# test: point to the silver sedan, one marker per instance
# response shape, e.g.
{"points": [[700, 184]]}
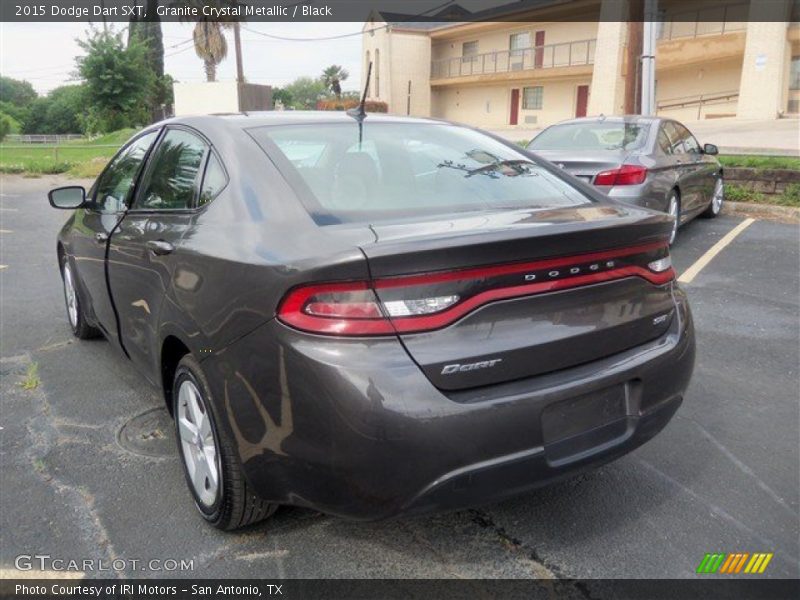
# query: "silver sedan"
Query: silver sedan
{"points": [[652, 162]]}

_ _ _ _ _ _ _

Task: Turn every line of the entries above into a numbered list. Skip any blank lines and leave out the pictures.

Written answer:
1. # test: point to the silver sedan, one marker per instance
2. # response shape, e.g.
3. {"points": [[700, 184]]}
4. # query: "silver sedan"
5. Query: silver sedan
6. {"points": [[652, 162]]}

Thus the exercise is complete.